Assigned task 1:
Using the passage on early HIV treatment, say whether each statement agrees with it: (a) the cost-effectiveness model drew on data from South African and Indian cohorts; (b) the researchers said their results apply to the larger AIDS population; (c) early treatment proved cost-effective in only one of the two countries. For each, answer yes or no and quote the text that settles it.
Assigned task 2:
Answer these questions from the passage on early HIV treatment:
(a) At what event was the HPTN052 analysis presented?
(b) Below what share of per capita GDP did early ARV count as cost-effective?
(c) Why might early treatment be a cost-savings in South Africa?

── Excerpted passage ──

An analysis of the HPTN052 study, presented this week at the 19th International AIDS Conference, suggests that early treatment makes sense financially, at least in this population, while a second analysis bolsters even further the data that early treatment improves clinical outcomes.
“Early ART therapy is a triple winner,” said Harvard University professor Rochelle Walensky and a member of the Cost Effectiveness of Preventing AIDS Complications, who modeled the cost-effectiveness of implementing early treatment to serodiscordant couples using ART and behavioral data from the South African and Indian cohorts enrolled in HPTN052.
The findings from her team, presented on Friday morning, evaluated the five-year and lifetime benefits of early treatment if implemented in a serodiscordant population. The researchers cautioned that the results may not apply to other risk groups and cannot be generalized for the larger AIDS population.
Walensky’s team concluded that early treatment saves lives and money by preventing costly opportunistic infections and preventing HIV transmissions. They determined the strategy—sometimes referred to as test-and-treat—to be cost effective using a ratio that compared the annual cost of ARVs per person to the per capital GDP of the respective countries analyzed.
Early ARV was determined to be cost-effective if it was less than 3% of the per capita GDP, which it was in both countries. In the case of South Africa, Walensky said the model suggests early treatment may even be a cost-savings because clinical care is far more expensive than it is in India.

───
── Raw data ──

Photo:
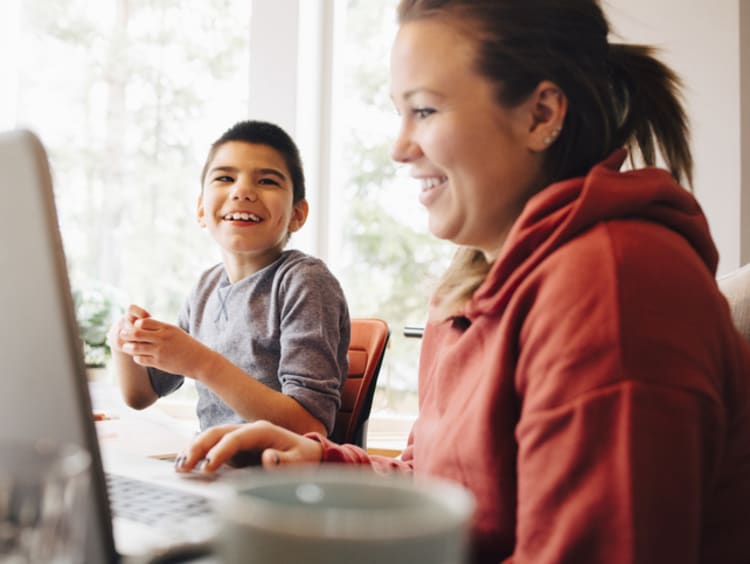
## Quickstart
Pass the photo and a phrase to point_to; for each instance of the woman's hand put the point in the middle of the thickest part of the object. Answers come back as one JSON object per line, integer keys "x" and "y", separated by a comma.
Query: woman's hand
{"x": 230, "y": 443}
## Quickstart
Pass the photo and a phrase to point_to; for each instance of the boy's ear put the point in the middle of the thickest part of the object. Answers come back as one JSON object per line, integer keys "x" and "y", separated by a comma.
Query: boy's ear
{"x": 299, "y": 215}
{"x": 201, "y": 212}
{"x": 548, "y": 106}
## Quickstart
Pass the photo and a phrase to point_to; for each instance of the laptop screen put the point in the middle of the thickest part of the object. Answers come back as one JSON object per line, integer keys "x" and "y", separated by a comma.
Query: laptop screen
{"x": 44, "y": 388}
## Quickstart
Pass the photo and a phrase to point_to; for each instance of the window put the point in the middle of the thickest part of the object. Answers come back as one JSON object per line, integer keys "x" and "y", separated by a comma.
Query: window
{"x": 127, "y": 96}
{"x": 385, "y": 258}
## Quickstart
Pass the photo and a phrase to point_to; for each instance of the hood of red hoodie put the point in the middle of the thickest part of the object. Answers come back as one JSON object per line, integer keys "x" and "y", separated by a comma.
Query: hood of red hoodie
{"x": 565, "y": 209}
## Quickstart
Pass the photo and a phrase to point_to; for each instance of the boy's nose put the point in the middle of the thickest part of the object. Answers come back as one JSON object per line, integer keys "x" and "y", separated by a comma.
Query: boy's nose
{"x": 244, "y": 191}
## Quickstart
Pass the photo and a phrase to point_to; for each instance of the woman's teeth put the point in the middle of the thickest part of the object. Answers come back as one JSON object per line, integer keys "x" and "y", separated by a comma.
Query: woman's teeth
{"x": 237, "y": 216}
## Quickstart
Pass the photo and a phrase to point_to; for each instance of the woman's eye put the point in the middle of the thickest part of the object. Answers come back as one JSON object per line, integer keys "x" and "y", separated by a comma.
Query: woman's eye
{"x": 422, "y": 113}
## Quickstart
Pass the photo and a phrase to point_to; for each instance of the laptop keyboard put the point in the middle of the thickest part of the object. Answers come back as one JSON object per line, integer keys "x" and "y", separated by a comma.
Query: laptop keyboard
{"x": 153, "y": 504}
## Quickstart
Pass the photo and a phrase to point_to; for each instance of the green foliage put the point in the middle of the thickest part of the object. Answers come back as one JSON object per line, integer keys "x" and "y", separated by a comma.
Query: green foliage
{"x": 97, "y": 307}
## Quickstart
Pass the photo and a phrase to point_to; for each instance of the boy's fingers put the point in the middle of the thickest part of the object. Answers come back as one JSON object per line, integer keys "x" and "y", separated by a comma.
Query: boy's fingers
{"x": 200, "y": 446}
{"x": 136, "y": 312}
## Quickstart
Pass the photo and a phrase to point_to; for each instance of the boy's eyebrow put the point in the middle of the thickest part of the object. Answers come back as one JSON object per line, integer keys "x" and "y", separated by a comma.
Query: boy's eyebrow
{"x": 271, "y": 171}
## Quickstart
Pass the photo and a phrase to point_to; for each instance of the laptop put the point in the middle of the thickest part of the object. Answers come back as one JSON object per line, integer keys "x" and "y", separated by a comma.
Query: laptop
{"x": 45, "y": 393}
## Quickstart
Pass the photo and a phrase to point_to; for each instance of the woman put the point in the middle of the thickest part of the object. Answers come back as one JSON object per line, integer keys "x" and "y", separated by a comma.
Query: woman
{"x": 580, "y": 371}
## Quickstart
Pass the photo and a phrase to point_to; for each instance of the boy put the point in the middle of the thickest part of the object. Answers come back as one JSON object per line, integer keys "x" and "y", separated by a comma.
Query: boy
{"x": 265, "y": 333}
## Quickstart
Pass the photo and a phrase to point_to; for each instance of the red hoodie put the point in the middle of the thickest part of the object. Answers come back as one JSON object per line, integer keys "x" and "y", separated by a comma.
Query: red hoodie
{"x": 595, "y": 394}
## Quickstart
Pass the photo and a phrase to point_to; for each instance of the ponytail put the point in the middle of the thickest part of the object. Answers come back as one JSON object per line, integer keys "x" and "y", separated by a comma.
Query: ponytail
{"x": 650, "y": 113}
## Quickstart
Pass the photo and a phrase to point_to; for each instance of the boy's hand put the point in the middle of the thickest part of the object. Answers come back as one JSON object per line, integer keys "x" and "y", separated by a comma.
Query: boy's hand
{"x": 273, "y": 444}
{"x": 114, "y": 337}
{"x": 167, "y": 347}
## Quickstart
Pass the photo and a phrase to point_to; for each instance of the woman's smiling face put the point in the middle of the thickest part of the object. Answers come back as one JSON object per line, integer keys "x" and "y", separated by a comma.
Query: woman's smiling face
{"x": 470, "y": 154}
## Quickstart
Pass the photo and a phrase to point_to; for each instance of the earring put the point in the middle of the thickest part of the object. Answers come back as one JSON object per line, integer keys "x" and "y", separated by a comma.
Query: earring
{"x": 551, "y": 136}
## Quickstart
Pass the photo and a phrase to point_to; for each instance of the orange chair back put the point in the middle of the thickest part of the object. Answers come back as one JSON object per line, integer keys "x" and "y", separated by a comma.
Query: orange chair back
{"x": 369, "y": 337}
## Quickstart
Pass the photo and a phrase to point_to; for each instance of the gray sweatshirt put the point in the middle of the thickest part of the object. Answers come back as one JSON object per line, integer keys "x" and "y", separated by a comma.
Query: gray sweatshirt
{"x": 287, "y": 325}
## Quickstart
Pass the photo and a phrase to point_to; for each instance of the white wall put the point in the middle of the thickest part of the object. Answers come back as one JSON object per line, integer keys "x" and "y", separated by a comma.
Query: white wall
{"x": 700, "y": 40}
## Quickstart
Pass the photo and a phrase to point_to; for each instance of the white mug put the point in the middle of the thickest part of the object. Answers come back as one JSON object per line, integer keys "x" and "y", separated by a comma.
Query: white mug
{"x": 337, "y": 515}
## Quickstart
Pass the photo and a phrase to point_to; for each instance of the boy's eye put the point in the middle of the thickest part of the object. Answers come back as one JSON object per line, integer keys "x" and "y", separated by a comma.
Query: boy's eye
{"x": 422, "y": 113}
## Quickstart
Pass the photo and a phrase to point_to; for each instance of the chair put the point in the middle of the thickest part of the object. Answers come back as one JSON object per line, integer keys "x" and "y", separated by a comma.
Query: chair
{"x": 366, "y": 350}
{"x": 736, "y": 288}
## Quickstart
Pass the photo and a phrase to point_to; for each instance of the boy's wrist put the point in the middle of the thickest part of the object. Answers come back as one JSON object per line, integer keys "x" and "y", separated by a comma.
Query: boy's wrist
{"x": 207, "y": 365}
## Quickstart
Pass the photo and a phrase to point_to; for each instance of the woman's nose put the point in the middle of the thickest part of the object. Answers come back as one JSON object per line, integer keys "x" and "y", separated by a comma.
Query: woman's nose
{"x": 404, "y": 149}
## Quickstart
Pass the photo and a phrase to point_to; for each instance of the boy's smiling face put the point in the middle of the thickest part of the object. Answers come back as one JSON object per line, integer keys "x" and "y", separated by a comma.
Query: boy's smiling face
{"x": 247, "y": 206}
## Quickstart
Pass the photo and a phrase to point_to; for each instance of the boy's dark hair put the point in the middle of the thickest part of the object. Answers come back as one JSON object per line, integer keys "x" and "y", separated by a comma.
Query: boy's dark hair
{"x": 264, "y": 133}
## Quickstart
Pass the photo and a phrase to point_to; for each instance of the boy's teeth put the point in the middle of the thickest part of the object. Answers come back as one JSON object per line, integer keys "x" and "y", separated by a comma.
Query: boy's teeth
{"x": 242, "y": 217}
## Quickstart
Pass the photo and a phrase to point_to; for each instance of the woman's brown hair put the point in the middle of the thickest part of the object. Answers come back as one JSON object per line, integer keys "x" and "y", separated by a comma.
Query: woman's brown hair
{"x": 618, "y": 95}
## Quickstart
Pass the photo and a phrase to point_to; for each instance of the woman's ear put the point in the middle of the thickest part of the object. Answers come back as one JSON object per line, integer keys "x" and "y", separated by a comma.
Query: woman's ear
{"x": 201, "y": 212}
{"x": 548, "y": 106}
{"x": 299, "y": 215}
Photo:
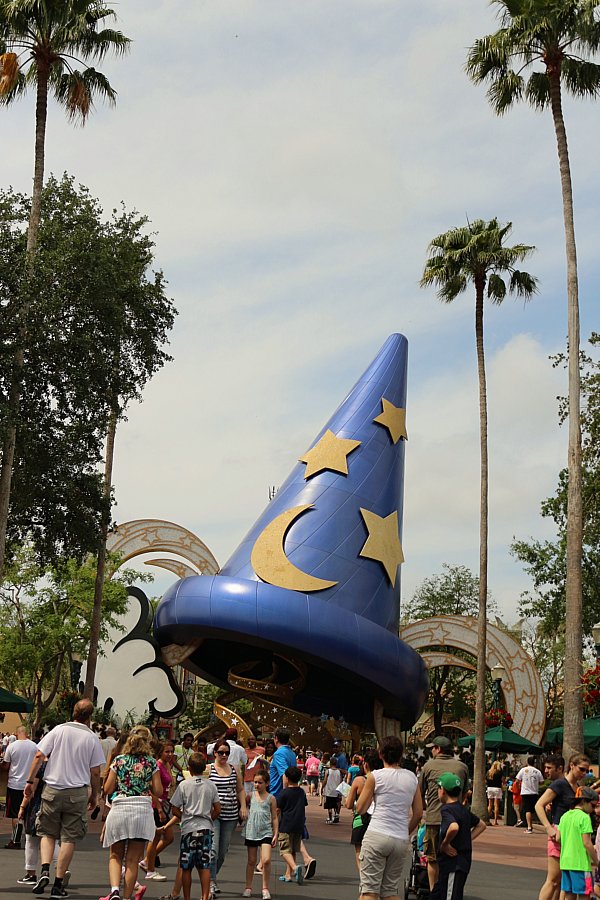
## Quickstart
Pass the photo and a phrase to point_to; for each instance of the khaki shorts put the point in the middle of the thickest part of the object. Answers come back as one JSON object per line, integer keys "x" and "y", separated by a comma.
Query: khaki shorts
{"x": 289, "y": 843}
{"x": 431, "y": 842}
{"x": 62, "y": 814}
{"x": 383, "y": 863}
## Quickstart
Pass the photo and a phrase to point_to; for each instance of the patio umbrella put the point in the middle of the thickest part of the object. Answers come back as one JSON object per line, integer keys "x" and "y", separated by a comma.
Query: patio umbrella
{"x": 501, "y": 738}
{"x": 10, "y": 702}
{"x": 591, "y": 733}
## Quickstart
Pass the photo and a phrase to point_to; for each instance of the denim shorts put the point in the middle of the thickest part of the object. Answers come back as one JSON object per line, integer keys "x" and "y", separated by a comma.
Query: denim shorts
{"x": 194, "y": 851}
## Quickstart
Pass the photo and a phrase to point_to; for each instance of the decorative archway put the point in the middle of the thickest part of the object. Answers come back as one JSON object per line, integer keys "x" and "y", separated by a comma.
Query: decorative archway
{"x": 521, "y": 685}
{"x": 131, "y": 539}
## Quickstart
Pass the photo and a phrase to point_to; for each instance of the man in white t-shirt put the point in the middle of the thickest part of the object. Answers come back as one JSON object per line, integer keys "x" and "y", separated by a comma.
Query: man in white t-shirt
{"x": 530, "y": 779}
{"x": 18, "y": 757}
{"x": 71, "y": 784}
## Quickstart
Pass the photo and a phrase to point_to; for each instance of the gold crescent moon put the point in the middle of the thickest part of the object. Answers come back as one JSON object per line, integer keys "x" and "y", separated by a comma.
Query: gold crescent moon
{"x": 272, "y": 565}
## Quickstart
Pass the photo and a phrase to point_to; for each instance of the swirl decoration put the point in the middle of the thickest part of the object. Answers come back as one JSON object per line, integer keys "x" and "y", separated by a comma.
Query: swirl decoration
{"x": 142, "y": 631}
{"x": 521, "y": 685}
{"x": 268, "y": 686}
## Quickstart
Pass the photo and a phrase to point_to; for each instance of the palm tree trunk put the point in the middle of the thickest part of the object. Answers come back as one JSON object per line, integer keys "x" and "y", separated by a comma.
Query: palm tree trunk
{"x": 14, "y": 397}
{"x": 573, "y": 722}
{"x": 479, "y": 803}
{"x": 92, "y": 660}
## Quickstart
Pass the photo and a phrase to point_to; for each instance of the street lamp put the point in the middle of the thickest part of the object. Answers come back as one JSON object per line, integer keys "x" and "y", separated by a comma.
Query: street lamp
{"x": 76, "y": 664}
{"x": 596, "y": 637}
{"x": 498, "y": 673}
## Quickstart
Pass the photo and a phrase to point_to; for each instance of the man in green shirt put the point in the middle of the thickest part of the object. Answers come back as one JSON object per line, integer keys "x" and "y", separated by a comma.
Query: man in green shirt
{"x": 442, "y": 760}
{"x": 577, "y": 854}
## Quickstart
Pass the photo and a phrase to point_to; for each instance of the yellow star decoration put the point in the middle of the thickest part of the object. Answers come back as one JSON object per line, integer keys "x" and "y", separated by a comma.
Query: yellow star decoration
{"x": 394, "y": 419}
{"x": 329, "y": 453}
{"x": 383, "y": 543}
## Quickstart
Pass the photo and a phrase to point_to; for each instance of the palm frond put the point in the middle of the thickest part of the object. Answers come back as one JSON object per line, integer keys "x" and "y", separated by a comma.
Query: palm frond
{"x": 474, "y": 253}
{"x": 76, "y": 92}
{"x": 581, "y": 77}
{"x": 505, "y": 90}
{"x": 523, "y": 285}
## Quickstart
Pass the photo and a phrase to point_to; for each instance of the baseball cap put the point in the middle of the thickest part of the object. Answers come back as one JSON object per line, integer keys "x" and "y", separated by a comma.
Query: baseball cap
{"x": 440, "y": 741}
{"x": 449, "y": 781}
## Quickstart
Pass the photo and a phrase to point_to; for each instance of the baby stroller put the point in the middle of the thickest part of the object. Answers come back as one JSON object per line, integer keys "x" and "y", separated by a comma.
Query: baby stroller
{"x": 417, "y": 882}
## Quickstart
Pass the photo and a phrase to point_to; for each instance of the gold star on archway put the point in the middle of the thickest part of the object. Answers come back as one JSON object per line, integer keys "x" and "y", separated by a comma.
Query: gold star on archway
{"x": 330, "y": 453}
{"x": 383, "y": 543}
{"x": 394, "y": 419}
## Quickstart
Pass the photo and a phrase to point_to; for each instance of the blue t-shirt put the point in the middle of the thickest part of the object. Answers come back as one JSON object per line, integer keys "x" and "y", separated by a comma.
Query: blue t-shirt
{"x": 283, "y": 758}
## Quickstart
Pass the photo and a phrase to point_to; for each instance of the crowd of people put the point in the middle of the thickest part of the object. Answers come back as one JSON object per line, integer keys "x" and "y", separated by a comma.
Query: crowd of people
{"x": 147, "y": 789}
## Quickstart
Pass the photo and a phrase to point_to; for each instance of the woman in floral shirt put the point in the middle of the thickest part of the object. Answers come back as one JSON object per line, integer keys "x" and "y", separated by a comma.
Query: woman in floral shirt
{"x": 133, "y": 781}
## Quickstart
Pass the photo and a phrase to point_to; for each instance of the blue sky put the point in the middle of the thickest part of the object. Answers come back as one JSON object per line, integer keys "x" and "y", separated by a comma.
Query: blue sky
{"x": 295, "y": 159}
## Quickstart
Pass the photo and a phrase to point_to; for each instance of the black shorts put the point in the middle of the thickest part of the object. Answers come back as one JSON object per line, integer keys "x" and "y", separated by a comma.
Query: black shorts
{"x": 14, "y": 798}
{"x": 528, "y": 802}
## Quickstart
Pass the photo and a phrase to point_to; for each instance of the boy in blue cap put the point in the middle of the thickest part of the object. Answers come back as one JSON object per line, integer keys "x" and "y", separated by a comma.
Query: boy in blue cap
{"x": 458, "y": 829}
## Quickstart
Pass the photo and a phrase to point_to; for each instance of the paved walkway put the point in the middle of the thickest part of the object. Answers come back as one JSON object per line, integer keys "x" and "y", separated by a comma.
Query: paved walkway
{"x": 507, "y": 863}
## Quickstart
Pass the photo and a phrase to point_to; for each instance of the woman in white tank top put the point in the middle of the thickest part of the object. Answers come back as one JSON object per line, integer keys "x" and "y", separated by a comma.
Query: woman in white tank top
{"x": 398, "y": 808}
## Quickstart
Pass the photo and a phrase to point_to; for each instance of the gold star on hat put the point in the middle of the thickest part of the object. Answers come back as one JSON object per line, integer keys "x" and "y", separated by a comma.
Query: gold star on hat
{"x": 383, "y": 543}
{"x": 330, "y": 453}
{"x": 394, "y": 419}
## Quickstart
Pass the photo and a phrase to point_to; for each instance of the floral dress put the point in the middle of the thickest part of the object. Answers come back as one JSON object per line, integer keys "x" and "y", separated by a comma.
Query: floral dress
{"x": 131, "y": 817}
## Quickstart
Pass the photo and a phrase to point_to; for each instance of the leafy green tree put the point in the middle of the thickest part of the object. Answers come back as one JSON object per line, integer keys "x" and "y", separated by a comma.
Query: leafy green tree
{"x": 45, "y": 621}
{"x": 476, "y": 255}
{"x": 46, "y": 44}
{"x": 542, "y": 47}
{"x": 95, "y": 302}
{"x": 546, "y": 561}
{"x": 142, "y": 318}
{"x": 454, "y": 592}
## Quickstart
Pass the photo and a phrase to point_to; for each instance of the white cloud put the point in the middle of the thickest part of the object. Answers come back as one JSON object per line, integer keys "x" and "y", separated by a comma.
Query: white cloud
{"x": 295, "y": 159}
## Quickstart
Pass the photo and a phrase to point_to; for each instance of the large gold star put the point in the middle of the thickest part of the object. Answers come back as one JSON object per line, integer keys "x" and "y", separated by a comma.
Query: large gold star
{"x": 329, "y": 453}
{"x": 383, "y": 543}
{"x": 394, "y": 419}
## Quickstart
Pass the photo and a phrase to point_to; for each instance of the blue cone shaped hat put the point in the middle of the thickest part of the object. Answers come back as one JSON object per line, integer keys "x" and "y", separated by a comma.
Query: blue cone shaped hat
{"x": 308, "y": 605}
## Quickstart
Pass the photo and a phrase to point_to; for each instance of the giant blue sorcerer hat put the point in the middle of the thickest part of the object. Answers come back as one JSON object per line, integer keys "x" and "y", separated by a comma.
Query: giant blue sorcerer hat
{"x": 309, "y": 602}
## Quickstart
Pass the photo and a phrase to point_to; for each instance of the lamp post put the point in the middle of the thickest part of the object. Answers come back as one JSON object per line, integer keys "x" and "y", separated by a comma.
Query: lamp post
{"x": 76, "y": 664}
{"x": 596, "y": 637}
{"x": 498, "y": 673}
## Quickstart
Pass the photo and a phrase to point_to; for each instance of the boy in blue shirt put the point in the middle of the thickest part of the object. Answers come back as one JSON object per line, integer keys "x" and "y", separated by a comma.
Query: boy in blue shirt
{"x": 458, "y": 829}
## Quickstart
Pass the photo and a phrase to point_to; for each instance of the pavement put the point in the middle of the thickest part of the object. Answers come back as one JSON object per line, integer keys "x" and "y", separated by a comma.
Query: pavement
{"x": 507, "y": 863}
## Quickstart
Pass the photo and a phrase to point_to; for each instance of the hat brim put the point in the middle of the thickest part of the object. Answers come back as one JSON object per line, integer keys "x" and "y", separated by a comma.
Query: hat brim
{"x": 351, "y": 661}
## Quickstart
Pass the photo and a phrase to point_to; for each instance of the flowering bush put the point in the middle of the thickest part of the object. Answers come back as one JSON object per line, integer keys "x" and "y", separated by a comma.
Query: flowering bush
{"x": 494, "y": 717}
{"x": 591, "y": 691}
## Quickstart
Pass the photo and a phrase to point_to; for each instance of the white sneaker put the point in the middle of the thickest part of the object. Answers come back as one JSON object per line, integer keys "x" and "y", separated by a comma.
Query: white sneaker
{"x": 155, "y": 876}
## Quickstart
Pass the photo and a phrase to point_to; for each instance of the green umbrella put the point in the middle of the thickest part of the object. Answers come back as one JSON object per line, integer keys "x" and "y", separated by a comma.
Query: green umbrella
{"x": 501, "y": 738}
{"x": 591, "y": 733}
{"x": 10, "y": 702}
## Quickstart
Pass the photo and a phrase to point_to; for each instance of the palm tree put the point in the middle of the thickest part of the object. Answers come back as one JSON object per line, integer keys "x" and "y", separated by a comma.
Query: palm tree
{"x": 542, "y": 46}
{"x": 476, "y": 254}
{"x": 45, "y": 44}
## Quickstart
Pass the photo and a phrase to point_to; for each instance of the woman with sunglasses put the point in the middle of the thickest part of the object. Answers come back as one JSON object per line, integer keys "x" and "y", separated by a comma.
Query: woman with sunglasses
{"x": 232, "y": 797}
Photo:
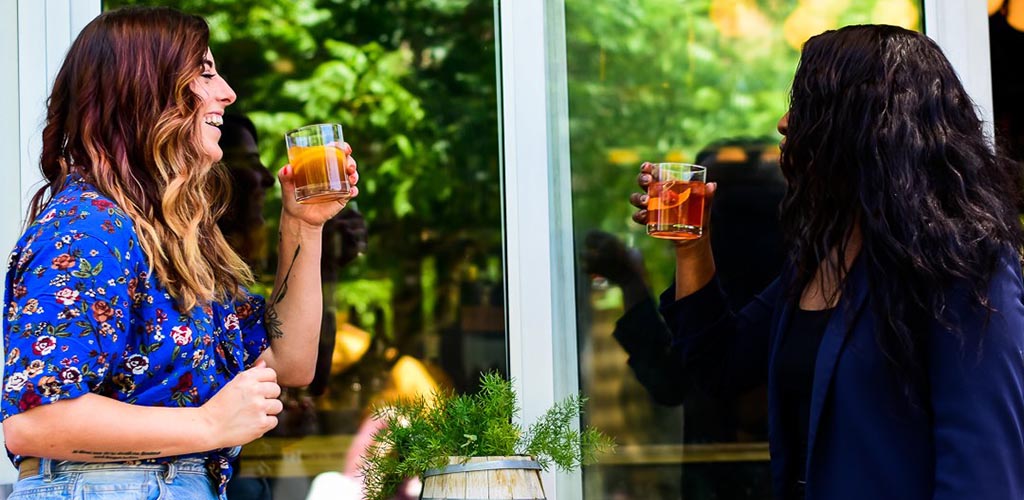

───

Response box 1:
(a) Yes: "using ART and behavioral data from the South African and Indian cohorts enrolled in HPTN052"
(b) No: "cannot be generalized for the larger AIDS population"
(c) No: "which it was in both countries"

Response box 2:
(a) The 19th International AIDS Conference.
(b) 3%.
(c) Clinical care there is far more expensive than in India.